#### Work to complete
Would you print all of the entries exactly, please, but without their pictures?
═══ Extracted material ═══
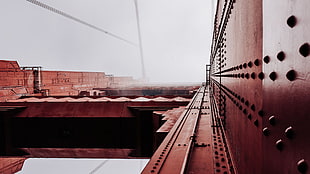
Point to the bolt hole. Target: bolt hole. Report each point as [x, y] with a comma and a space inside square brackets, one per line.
[304, 50]
[266, 131]
[256, 123]
[256, 62]
[272, 120]
[273, 76]
[281, 56]
[249, 116]
[302, 166]
[247, 75]
[291, 21]
[253, 75]
[291, 75]
[289, 132]
[266, 59]
[261, 75]
[261, 113]
[279, 145]
[253, 107]
[245, 65]
[250, 64]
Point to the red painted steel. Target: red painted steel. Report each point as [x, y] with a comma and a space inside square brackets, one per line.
[19, 81]
[259, 78]
[287, 96]
[193, 145]
[10, 165]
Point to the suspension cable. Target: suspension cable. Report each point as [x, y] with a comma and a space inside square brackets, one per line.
[40, 4]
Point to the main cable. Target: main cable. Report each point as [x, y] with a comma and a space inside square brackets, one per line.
[40, 4]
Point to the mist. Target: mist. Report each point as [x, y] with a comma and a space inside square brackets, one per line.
[175, 36]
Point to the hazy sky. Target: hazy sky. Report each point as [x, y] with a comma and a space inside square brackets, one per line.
[82, 166]
[176, 37]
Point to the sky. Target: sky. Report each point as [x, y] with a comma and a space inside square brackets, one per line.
[175, 34]
[82, 166]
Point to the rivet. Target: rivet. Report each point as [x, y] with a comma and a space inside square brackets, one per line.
[272, 120]
[250, 64]
[289, 132]
[273, 76]
[253, 75]
[256, 122]
[291, 21]
[304, 50]
[291, 75]
[247, 75]
[266, 131]
[281, 56]
[245, 65]
[261, 75]
[279, 145]
[253, 107]
[302, 166]
[261, 113]
[256, 62]
[266, 59]
[249, 116]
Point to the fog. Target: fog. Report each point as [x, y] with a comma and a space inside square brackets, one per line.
[175, 36]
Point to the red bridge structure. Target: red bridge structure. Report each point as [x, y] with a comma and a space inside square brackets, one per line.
[251, 115]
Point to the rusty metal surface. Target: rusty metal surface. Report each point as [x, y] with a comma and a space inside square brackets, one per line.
[18, 81]
[235, 66]
[10, 165]
[286, 86]
[260, 81]
[195, 144]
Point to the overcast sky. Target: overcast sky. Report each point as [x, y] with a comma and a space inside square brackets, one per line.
[176, 37]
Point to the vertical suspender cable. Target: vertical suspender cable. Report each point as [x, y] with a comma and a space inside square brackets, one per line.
[140, 40]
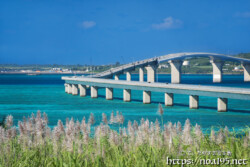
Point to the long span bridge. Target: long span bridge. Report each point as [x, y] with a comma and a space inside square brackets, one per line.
[75, 85]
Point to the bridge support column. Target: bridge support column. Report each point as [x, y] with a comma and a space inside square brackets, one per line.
[66, 87]
[74, 89]
[217, 70]
[222, 104]
[193, 101]
[94, 91]
[175, 70]
[128, 76]
[109, 93]
[82, 89]
[246, 68]
[141, 75]
[69, 89]
[127, 95]
[146, 97]
[169, 98]
[151, 73]
[116, 76]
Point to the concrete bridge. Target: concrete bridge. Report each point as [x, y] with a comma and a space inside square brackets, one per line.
[175, 61]
[75, 85]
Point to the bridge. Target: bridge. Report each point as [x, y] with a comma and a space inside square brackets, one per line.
[75, 85]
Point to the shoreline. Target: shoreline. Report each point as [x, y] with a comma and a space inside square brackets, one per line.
[82, 73]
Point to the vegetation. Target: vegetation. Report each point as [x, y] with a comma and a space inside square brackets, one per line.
[33, 143]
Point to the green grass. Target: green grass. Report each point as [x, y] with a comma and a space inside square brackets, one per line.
[147, 144]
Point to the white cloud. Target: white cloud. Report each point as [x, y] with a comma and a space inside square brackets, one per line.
[88, 24]
[243, 14]
[168, 23]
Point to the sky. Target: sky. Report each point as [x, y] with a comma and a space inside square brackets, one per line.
[98, 32]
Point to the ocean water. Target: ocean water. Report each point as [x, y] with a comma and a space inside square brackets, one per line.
[21, 95]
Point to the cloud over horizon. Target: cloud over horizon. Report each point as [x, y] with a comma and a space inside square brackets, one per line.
[168, 23]
[88, 24]
[243, 14]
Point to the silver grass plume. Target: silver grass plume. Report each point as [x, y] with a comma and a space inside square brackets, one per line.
[198, 132]
[226, 131]
[220, 137]
[212, 136]
[160, 109]
[186, 135]
[9, 121]
[179, 127]
[104, 118]
[112, 118]
[91, 120]
[135, 125]
[117, 117]
[45, 118]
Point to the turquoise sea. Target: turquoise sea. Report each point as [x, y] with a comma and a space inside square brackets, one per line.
[20, 95]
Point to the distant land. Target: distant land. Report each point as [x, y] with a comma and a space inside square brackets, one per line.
[192, 66]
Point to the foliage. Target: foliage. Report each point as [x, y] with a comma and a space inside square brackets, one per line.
[144, 144]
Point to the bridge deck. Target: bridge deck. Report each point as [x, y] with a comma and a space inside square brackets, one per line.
[213, 91]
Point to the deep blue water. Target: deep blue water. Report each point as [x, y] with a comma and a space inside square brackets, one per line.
[20, 95]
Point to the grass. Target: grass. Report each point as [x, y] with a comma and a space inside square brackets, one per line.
[33, 143]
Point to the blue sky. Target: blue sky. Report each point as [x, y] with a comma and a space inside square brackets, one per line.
[103, 32]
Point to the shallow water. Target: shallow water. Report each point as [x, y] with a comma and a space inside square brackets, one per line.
[20, 95]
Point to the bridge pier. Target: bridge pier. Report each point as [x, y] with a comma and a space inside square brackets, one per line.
[222, 104]
[94, 91]
[246, 68]
[193, 102]
[127, 95]
[66, 87]
[69, 88]
[175, 70]
[128, 76]
[82, 89]
[141, 75]
[217, 70]
[117, 76]
[74, 89]
[109, 93]
[169, 98]
[151, 73]
[146, 97]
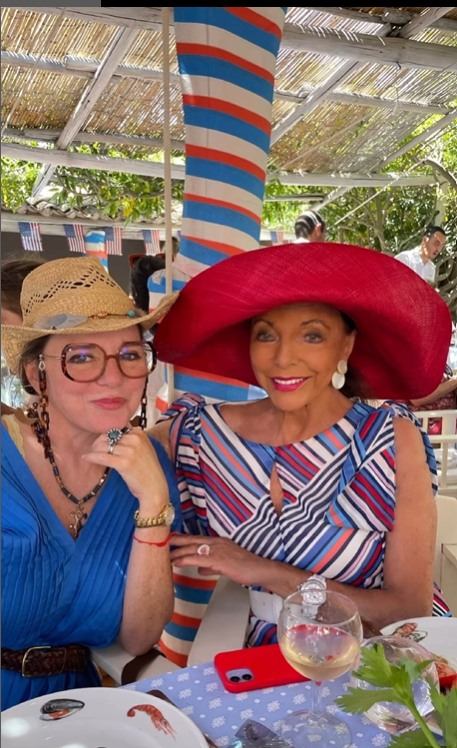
═══
#### Answer space
Point to the bolt hole. Target: bolt hole. Report each point as [x, y] with a comma and a space inside square brackets, one per line.
[304, 50]
[266, 131]
[256, 123]
[256, 62]
[272, 120]
[273, 76]
[281, 56]
[249, 116]
[302, 166]
[247, 75]
[291, 21]
[253, 75]
[291, 75]
[289, 132]
[266, 59]
[261, 75]
[261, 113]
[279, 145]
[253, 107]
[245, 65]
[250, 64]
Point to the red painted steel. Target: red painted steel. Report each point as [x, y] with a comma and a space inside square brackets, one per line.
[19, 81]
[259, 78]
[287, 96]
[193, 145]
[10, 165]
Point to the suspension cable. Target: suspension cable. Report each point as [x, y] with a comma and a space inside square brackets, one per line.
[40, 4]
Point to the main cable. Target: main cable. Report each point as [x, y] with a comma and a space inside square brackets, one per line.
[40, 4]
Point to the mist. Target: mist. Report each point as [x, y] with a comma and a space inside square brackets, one per line.
[175, 36]
Point to the hazy sky. Target: hazy sky. Report each point as [x, y] with a comma and a space inside square brackets, one per line.
[82, 166]
[176, 37]
Point to the sky. Target: sky. Report each point as [x, y] with a comma and a space inside square brackets, one per line.
[175, 34]
[82, 166]
Point to the rivet. Target: rivet. Report each point as [x, y] with a comma and a space inside square brackets, one per line.
[272, 120]
[250, 64]
[289, 132]
[273, 76]
[253, 75]
[256, 122]
[291, 21]
[304, 50]
[291, 75]
[247, 75]
[266, 131]
[281, 56]
[245, 65]
[261, 75]
[279, 145]
[253, 107]
[302, 166]
[261, 113]
[256, 62]
[266, 59]
[249, 116]
Point to the fog. Target: fog. Report each point as [x, y] with a comma and a space inside square brackets, one per line.
[175, 36]
Point to the red bridge structure. Target: red bridge structure. Report each point as [x, y] with a comma and a space inside square brackets, one per line.
[251, 115]
Point to the rusty metal surface. Target: rusty metal surface. Report each point as [x, y] with a comma and a space inside square brackets, one per line.
[18, 81]
[235, 66]
[10, 165]
[286, 86]
[260, 81]
[195, 144]
Point to the overcast sky. Target: overcast sky. Report each point as [x, y] with a comma and a space inside square brackets, one per line.
[176, 37]
Point to the vertical suspender cable. Target: vertical suspender cable. Report each point as [x, y] with a comma and a space inside square brackets, one per line.
[140, 40]
Point to the long span bridge. Target: long span bridge. Report each point as [x, y] with a comma and a space inside square brackets, one per line.
[75, 85]
Point to the bridge support column. Target: bridge support column. Report each point as [x, y] with a comma and a space inside square brackets, one per line.
[66, 87]
[74, 89]
[217, 70]
[222, 104]
[193, 101]
[94, 91]
[175, 70]
[128, 76]
[109, 93]
[82, 89]
[246, 68]
[141, 75]
[69, 89]
[127, 95]
[146, 97]
[169, 98]
[151, 73]
[116, 76]
Point to the concrete bridge. Target: concrete bridge. Report each point as [x, y] with a comma and a space inside square brackets, one per line.
[175, 61]
[75, 85]
Point to the bridge. Target: bridge. Report each point as [x, y] with a comma and a space inside square brackets, one per line.
[75, 85]
Point to the shoreline. Target: shoreline. Report each point as [x, y] with a comma and a space inside square brackets, one per line.
[82, 73]
Point to the vegetation. Target: vegetation. Report each point as [x, y] with a comma and a space inside square brackets, one per line.
[33, 143]
Point to the green grass. Target: green grass. Report each point as [x, y] with a comma and a space inside square brackets, one per line.
[147, 144]
Point to the white cloud. Target: white cloud. Report each point as [x, y] with a comma and a space inside square brackets, one per line.
[88, 24]
[243, 14]
[168, 23]
Point to the sky. Target: sky. Report each point as [x, y] with a comma and a space inside square brackets, one per line.
[98, 32]
Point to the ocean water. Target: ocean water. Report each point as [x, y] with a comma and a space inside square brackets, one per line.
[21, 95]
Point to the cloud over horizon. Target: cloud over horizon. Report each point as [x, y] with a comma and a space inside square brackets, one per line.
[168, 23]
[88, 24]
[243, 14]
Point to the silver grass plume. Target: silver grass plume. Report each point as [x, y] with a comma and a space inside square brackets, one per line.
[198, 132]
[226, 131]
[220, 137]
[212, 136]
[160, 109]
[186, 135]
[9, 121]
[179, 127]
[104, 118]
[112, 118]
[91, 120]
[135, 125]
[117, 117]
[45, 118]
Point to the turquoise sea. Target: turquoise sea. Report each point as [x, y] with a comma and a space inside square brackets, one per line.
[20, 95]
Point to the distant land. Target: distant land. Report each point as [x, y] with a comma and a space inside square brackets, one per line.
[192, 66]
Point to the foliage. Target: foliage. Report each point as [x, y] with a comma and a space inside square brackets, one per line.
[144, 144]
Point to the bridge deck. Target: bridge deck. Report each point as [x, y] with a comma and a space inside square brackets, one per line.
[213, 91]
Point to the deep blue water. Target: deep blue water. Report each point as [x, y] with a comma and a space inside square brackets, one per line.
[20, 95]
Point to the grass. Target: grass. Report each point as [x, y] with a comma and a space inside square brackets, one per line.
[33, 143]
Point to the blue sky. Target: blue sky. Report each point as [x, y] with a comma and a space inside square brackets, one per line.
[103, 32]
Point to the shallow water. Target: shallow water. Report each point as [x, y] with a comma and a space inside square brackets, one per line.
[20, 95]
Point to the bridge pier. Target: bridge pier. Report each point as [x, y] with a comma and a space inside square brackets, one per line.
[222, 104]
[94, 91]
[246, 68]
[193, 102]
[127, 95]
[66, 87]
[69, 88]
[175, 70]
[128, 76]
[82, 89]
[141, 75]
[217, 70]
[117, 76]
[74, 89]
[109, 93]
[169, 98]
[151, 73]
[146, 97]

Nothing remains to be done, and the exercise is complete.